== Information given

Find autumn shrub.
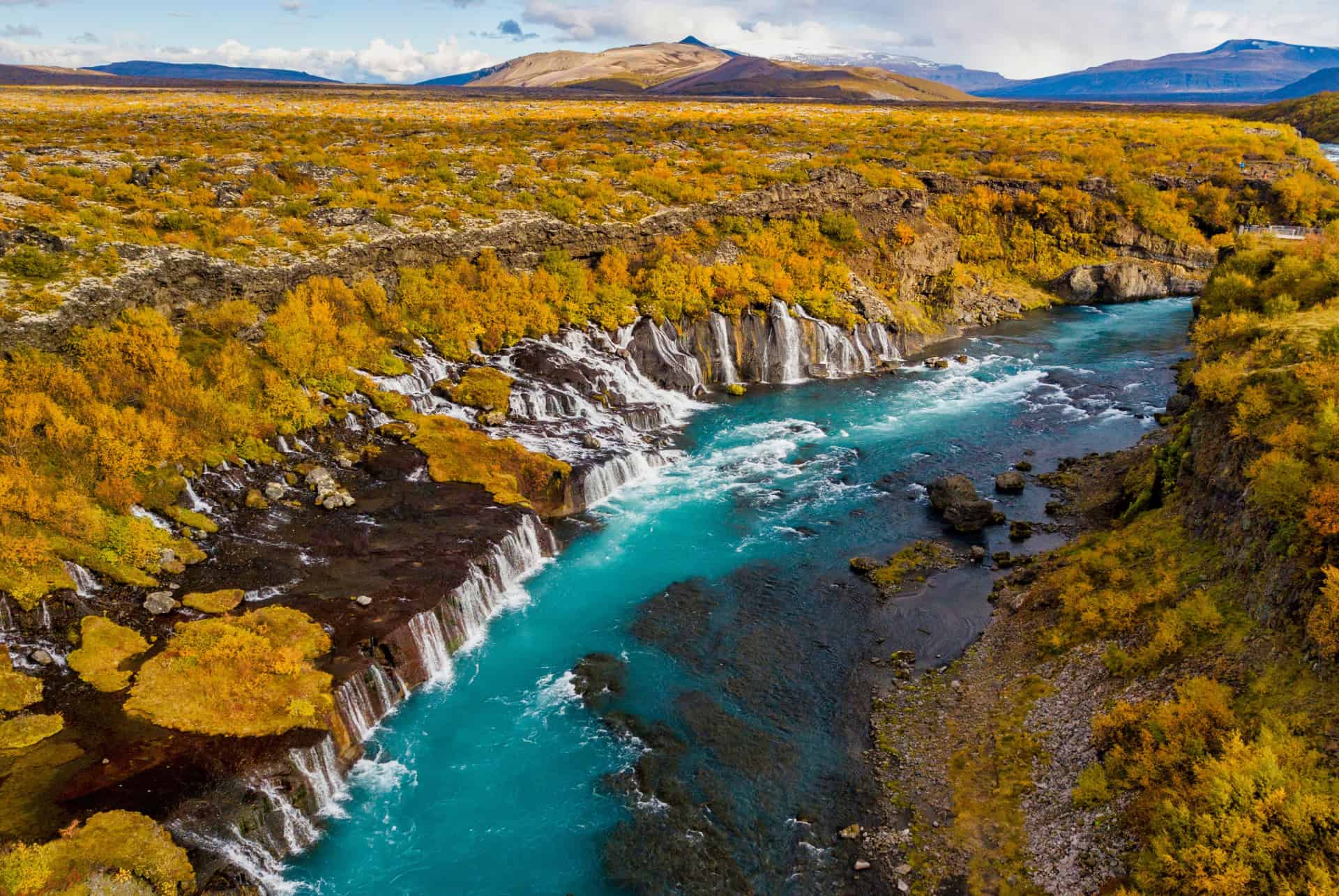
[451,367,513,414]
[181,588,245,614]
[0,810,195,896]
[0,644,42,713]
[0,713,64,750]
[66,616,149,692]
[125,607,333,736]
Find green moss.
[181,588,246,614]
[451,367,514,414]
[0,644,42,713]
[0,812,195,896]
[869,540,958,591]
[0,713,66,750]
[125,607,335,736]
[412,415,572,515]
[163,505,218,532]
[66,616,149,692]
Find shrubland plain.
[0,82,1339,893]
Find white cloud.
[0,34,498,83]
[524,0,1339,77]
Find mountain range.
[8,36,1339,103]
[974,40,1339,102]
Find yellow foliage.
[66,616,149,692]
[125,607,333,736]
[181,588,246,614]
[0,644,42,713]
[0,812,195,896]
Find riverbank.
[285,301,1189,892]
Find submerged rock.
[144,591,176,616]
[929,474,996,532]
[572,652,628,711]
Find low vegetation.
[1250,93,1339,144]
[0,812,195,896]
[125,607,333,736]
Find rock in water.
[929,474,995,532]
[572,652,628,711]
[144,591,176,616]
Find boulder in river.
[929,474,995,532]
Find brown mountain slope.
[473,43,729,89]
[651,56,974,102]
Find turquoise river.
[288,298,1190,896]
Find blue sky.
[0,0,1339,82]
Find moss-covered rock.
[451,367,514,415]
[0,713,66,750]
[66,616,149,692]
[0,644,42,713]
[181,588,246,614]
[125,607,335,736]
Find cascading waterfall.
[64,560,102,598]
[203,301,897,893]
[410,609,453,685]
[707,311,739,386]
[444,515,559,646]
[767,298,805,383]
[288,736,348,819]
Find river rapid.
[285,298,1190,896]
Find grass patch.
[451,367,514,414]
[66,616,149,692]
[0,713,66,750]
[0,812,195,896]
[948,675,1052,895]
[126,607,335,736]
[0,644,42,713]
[181,588,246,614]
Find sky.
[0,0,1339,83]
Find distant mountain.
[974,40,1339,102]
[89,59,339,84]
[648,56,972,102]
[679,35,743,56]
[1265,68,1339,99]
[776,51,1018,93]
[422,36,972,100]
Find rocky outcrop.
[1051,259,1205,304]
[0,167,929,348]
[929,476,997,532]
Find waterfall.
[255,777,321,856]
[130,503,172,532]
[288,736,349,819]
[335,675,391,743]
[404,609,454,685]
[709,311,739,386]
[444,515,557,647]
[64,560,102,598]
[763,298,805,383]
[167,821,298,896]
[182,480,214,515]
[572,451,672,508]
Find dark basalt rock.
[572,652,628,713]
[929,474,996,532]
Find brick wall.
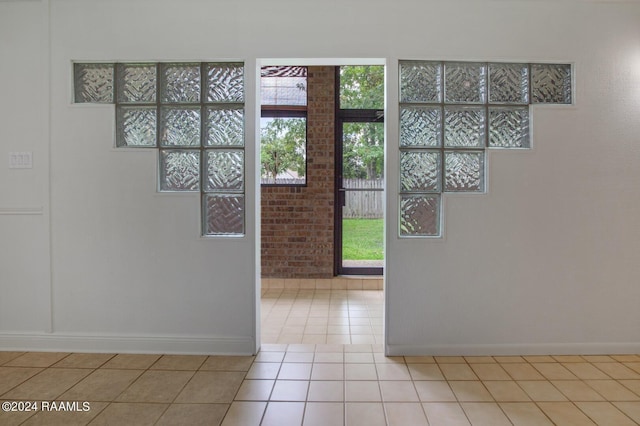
[261,67,335,278]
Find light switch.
[9,151,33,169]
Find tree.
[260,118,307,182]
[340,65,384,179]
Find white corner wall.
[0,0,640,354]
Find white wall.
[0,0,640,354]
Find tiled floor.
[0,344,640,426]
[0,289,640,426]
[262,288,383,344]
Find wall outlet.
[9,151,33,169]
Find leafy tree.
[260,118,307,182]
[340,65,384,179]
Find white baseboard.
[386,342,640,356]
[0,333,255,355]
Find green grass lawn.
[342,219,384,260]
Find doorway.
[334,65,385,275]
[258,60,384,344]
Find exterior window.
[399,61,572,237]
[260,66,307,186]
[74,62,245,236]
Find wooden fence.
[342,179,384,219]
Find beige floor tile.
[482,380,531,402]
[404,356,436,364]
[344,362,378,380]
[434,356,467,364]
[585,380,640,401]
[380,380,419,402]
[384,402,429,426]
[563,362,609,380]
[460,402,511,426]
[345,402,387,426]
[469,364,511,380]
[19,401,109,426]
[52,353,115,368]
[422,402,470,426]
[523,355,556,363]
[449,380,494,402]
[619,380,640,396]
[311,363,344,380]
[2,368,91,400]
[493,356,526,364]
[376,364,411,380]
[538,402,595,426]
[91,402,168,426]
[516,380,567,402]
[551,380,604,401]
[593,362,640,380]
[222,401,267,426]
[156,404,229,426]
[284,350,315,362]
[0,367,42,395]
[278,362,313,380]
[500,402,553,426]
[4,352,69,367]
[613,402,640,424]
[302,402,344,426]
[234,380,275,401]
[576,402,636,426]
[102,354,161,370]
[200,356,255,371]
[407,364,444,380]
[344,352,374,364]
[307,380,344,402]
[246,362,282,379]
[500,363,545,380]
[116,370,194,403]
[438,363,478,380]
[313,351,344,364]
[413,380,456,402]
[344,380,382,402]
[531,362,577,380]
[260,402,304,426]
[254,352,286,362]
[151,355,207,371]
[271,380,309,401]
[0,351,24,365]
[174,371,244,404]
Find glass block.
[444,151,484,192]
[205,149,244,191]
[444,106,486,148]
[489,64,529,104]
[400,194,440,237]
[160,107,200,146]
[202,194,245,236]
[489,106,531,148]
[116,106,156,147]
[444,62,487,103]
[73,63,113,104]
[206,64,244,102]
[400,106,442,147]
[204,107,244,146]
[400,150,441,192]
[531,64,571,104]
[400,62,442,102]
[161,64,200,103]
[160,149,200,191]
[116,64,157,103]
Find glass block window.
[399,61,572,237]
[74,62,245,236]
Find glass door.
[335,65,384,275]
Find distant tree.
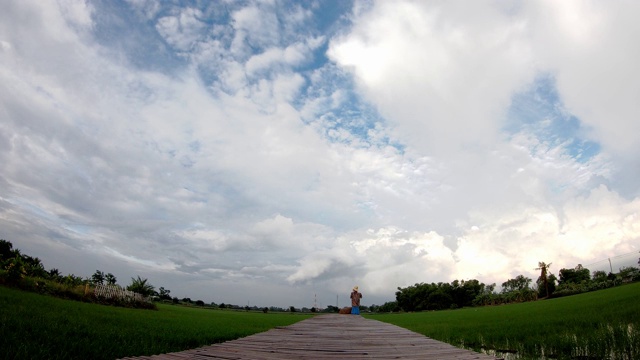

====

Exercise instructions:
Rewrite every line of the listing above as a numbered list, dropping any blank lines and leaving out the pictures.

The completed task:
1. Find autumn shrub.
2. [451,367,513,414]
3. [181,588,245,614]
4. [0,810,195,896]
5. [0,644,42,713]
6. [0,713,64,750]
7. [66,616,149,692]
8. [125,607,333,736]
9. Find green moss.
10. [181,588,246,614]
11. [451,367,514,414]
12. [0,644,42,713]
13. [0,812,195,896]
14. [869,540,958,591]
15. [0,713,66,750]
16. [125,607,335,736]
17. [412,415,572,515]
18. [163,505,218,532]
19. [66,616,149,692]
20. Find shrubland plain.
21. [0,82,1339,893]
22. Find white cloud.
23. [0,34,498,83]
24. [524,0,1339,77]
25. Find mountain range.
26. [8,36,1339,103]
27. [974,40,1339,102]
28. Find yellow foliage.
29. [66,616,149,692]
30. [125,607,333,736]
31. [181,588,246,614]
32. [0,644,42,713]
33. [0,812,195,896]
34. Find riverbank.
35. [285,301,1189,892]
36. Find submerged rock.
37. [144,591,176,616]
38. [929,474,996,532]
39. [572,652,628,711]
40. Find low vegetation.
41. [1250,93,1339,144]
42. [0,812,195,896]
43. [125,607,333,736]
44. Find rock in water.
45. [929,474,995,532]
46. [572,652,628,711]
47. [144,591,176,616]
48. Find boulder in river.
49. [929,474,995,532]
50. Find brown mountain slope.
51. [473,43,729,89]
52. [651,56,974,102]
53. Find turquoise river.
54. [288,298,1190,896]
55. Find blue sky.
56. [0,0,1339,82]
57. Find moss-covered rock.
58. [451,367,514,415]
59. [0,713,66,750]
60. [66,616,149,692]
61. [0,644,42,713]
62. [181,588,246,614]
63. [125,607,335,736]
64. Find cascading waterfall.
65. [64,560,102,598]
66. [203,301,897,893]
67. [410,609,453,685]
68. [707,311,739,386]
69. [444,515,559,646]
70. [767,298,805,383]
71. [288,736,348,819]
72. Find river rapid.
73. [285,298,1190,896]
74. Find grass patch.
75. [451,367,514,414]
76. [66,616,149,692]
77. [0,713,66,750]
78. [0,812,195,896]
79. [948,675,1052,895]
80. [126,607,335,736]
81. [0,644,42,713]
82. [181,588,246,614]
83. Find sky.
84. [0,0,1339,83]
85. Find distant mountain.
86. [974,40,1339,102]
87. [89,59,339,84]
88. [648,56,972,102]
89. [679,35,743,56]
90. [1265,68,1339,99]
91. [776,51,1018,93]
92. [422,36,972,100]
93. Find rocky outcrop.
94. [1051,259,1205,304]
95. [0,167,929,348]
96. [929,476,997,532]
97. Find waterfall.
98. [255,777,321,856]
99. [130,503,172,532]
100. [288,736,349,819]
101. [335,675,391,743]
102. [404,609,454,685]
103. [709,311,739,386]
104. [444,515,557,647]
105. [64,560,102,598]
106. [763,298,805,383]
107. [167,821,298,896]
108. [182,480,214,515]
109. [572,451,672,508]
110. Find dark basalt rock.
111. [572,652,628,713]
112. [929,474,996,532]
113. Find brick wall.
114. [261,67,335,278]
115. Find light switch.
116. [9,151,33,169]
117. Find tree.
118. [260,118,307,182]
119. [340,65,384,179]
120. Find white corner wall.
121. [0,0,640,354]
122. Find white wall.
123. [0,0,640,354]
124. Find tiled floor.
125. [0,344,640,426]
126. [0,289,640,426]
127. [262,288,383,344]
128. Find wall outlet.
129. [9,151,33,169]
130. Find leafy tree.
131. [260,118,307,182]
132. [340,65,384,179]
133. Find white baseboard.
134. [386,342,640,356]
135. [0,333,255,355]
136. Find green grass lawn.
137. [342,219,384,260]
138. Find doorway.
139. [334,65,385,275]
140. [258,60,384,344]
141. Find exterior window.
142. [399,61,572,237]
143. [260,66,307,186]
144. [74,62,245,236]
145. Find wooden fence.
146. [342,179,384,219]
147. Find beige floor tile.
148. [482,380,531,402]
149. [404,356,436,364]
150. [344,362,378,380]
151. [434,356,467,364]
152. [585,380,640,401]
153. [380,380,419,402]
154. [384,402,429,426]
155. [563,362,609,380]
156. [460,402,511,426]
157. [345,402,387,426]
158. [469,364,511,380]
159. [19,401,109,426]
160. [52,353,115,368]
161. [422,402,470,426]
162. [523,355,556,363]
163. [449,380,494,402]
164. [619,380,640,396]
165. [311,363,344,380]
166. [2,368,91,400]
167. [493,356,526,364]
168. [376,364,411,380]
169. [538,402,595,426]
170. [91,402,168,426]
171. [516,380,567,402]
172. [551,380,604,401]
173. [593,362,640,380]
174. [222,401,267,426]
175. [156,404,229,426]
176. [284,350,315,362]
177. [0,367,42,395]
178. [278,362,313,380]
179. [500,402,553,426]
180. [4,352,69,367]
181. [613,402,640,424]
182. [302,402,344,426]
183. [234,380,275,401]
184. [576,402,636,426]
185. [102,354,161,370]
186. [200,356,255,371]
187. [407,364,444,380]
188. [344,352,374,364]
189. [307,380,344,402]
190. [246,362,282,379]
191. [500,363,545,380]
192. [116,370,194,403]
193. [438,363,478,380]
194. [313,351,344,364]
195. [413,380,456,402]
196. [344,380,382,402]
197. [531,362,577,380]
198. [260,402,304,426]
199. [254,352,286,362]
200. [151,355,207,371]
201. [271,380,309,401]
202. [0,351,24,365]
203. [174,371,244,404]
204. Find glass block.
205. [444,151,484,192]
206. [205,149,244,191]
207. [444,106,486,148]
208. [489,64,529,104]
209. [400,194,440,237]
210. [160,107,200,146]
211. [202,194,245,236]
212. [489,106,531,148]
213. [116,106,156,147]
214. [444,62,487,103]
215. [73,63,113,104]
216. [206,64,244,102]
217. [400,106,442,147]
218. [204,107,244,146]
219. [400,150,441,192]
220. [531,64,571,104]
221. [400,62,442,102]
222. [161,64,200,103]
223. [160,149,200,191]
224. [116,64,157,103]
225. Find glass block window.
226. [399,61,572,237]
227. [74,62,245,236]
228. Find glass door.
229. [335,65,384,275]
230. Find distant tree.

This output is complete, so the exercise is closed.